(Exercise details): Reproduce the entries beneath exactly, without their images.
Start of Information
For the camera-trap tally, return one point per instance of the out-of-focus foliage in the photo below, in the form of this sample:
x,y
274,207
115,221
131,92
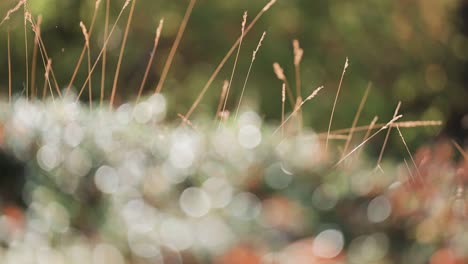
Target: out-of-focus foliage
x,y
125,186
410,50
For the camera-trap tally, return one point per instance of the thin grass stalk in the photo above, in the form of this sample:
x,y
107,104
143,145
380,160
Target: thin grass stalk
x,y
356,118
244,21
254,55
174,47
334,103
122,49
226,57
150,61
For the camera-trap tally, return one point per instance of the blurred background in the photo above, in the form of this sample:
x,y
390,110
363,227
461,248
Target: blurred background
x,y
119,186
414,51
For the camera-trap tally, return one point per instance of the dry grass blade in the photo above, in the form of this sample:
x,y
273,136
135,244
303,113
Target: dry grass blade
x,y
86,36
150,61
104,53
226,57
9,65
244,21
34,57
410,173
404,124
26,53
387,136
174,47
254,54
44,55
85,47
356,117
283,101
122,49
298,107
409,153
47,81
334,103
279,72
367,140
298,53
369,130
460,149
13,10
221,98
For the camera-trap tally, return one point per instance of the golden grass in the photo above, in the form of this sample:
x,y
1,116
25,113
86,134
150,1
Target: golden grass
x,y
367,140
226,57
460,149
356,117
283,101
122,49
254,54
298,54
102,50
150,61
279,72
221,98
298,107
334,103
244,21
85,47
9,65
104,54
13,10
43,52
409,153
26,56
86,36
174,47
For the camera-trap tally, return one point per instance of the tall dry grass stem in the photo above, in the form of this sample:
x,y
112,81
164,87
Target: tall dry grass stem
End of Information
(The answer):
For the camera-trap tally, return one point per instance of the out-of-focus foliage in the photo below, in the form of this sample:
x,y
274,207
115,221
131,92
Target: out-of-focus foliage
x,y
125,186
410,50
For the camera-trap tally, return one point per instance of the thin grass stalk in the photo above, in the form of this sample:
x,y
107,104
143,145
380,160
Target: thin grass stalk
x,y
356,118
244,21
254,55
174,47
334,103
122,49
226,57
150,61
For the camera-trap tally, return one point per instance of the blurred background in the photo above, in the form of this sample:
x,y
390,110
363,227
461,248
Target: blurred background
x,y
119,186
414,51
For the camera-trap tally, return one point per instance of the dry grass blade in the photo above, in the form of this sample:
x,y
273,136
135,244
303,113
Target: dry grass blade
x,y
86,36
150,61
104,53
226,57
9,65
244,21
34,57
410,173
404,124
26,53
387,136
174,47
254,54
44,55
85,47
356,117
283,101
122,49
298,107
409,153
47,81
334,103
279,72
367,140
298,53
369,130
460,149
13,10
221,98
For the camera-trap tally, return one point per instance of the golden grass in the photo above, in the form of this sample:
x,y
1,116
25,113
86,134
150,1
Target: golden grass
x,y
367,140
226,57
460,149
356,117
283,101
122,49
254,54
298,54
102,50
150,61
279,72
221,98
298,107
334,103
244,21
85,47
9,65
104,54
13,10
43,52
409,153
26,56
86,36
174,47
For the camera-trap tally, return one point per instance of the tall dry grass stem in the photo above, in the form of this sample:
x,y
112,81
164,87
Target: tall dry grass stem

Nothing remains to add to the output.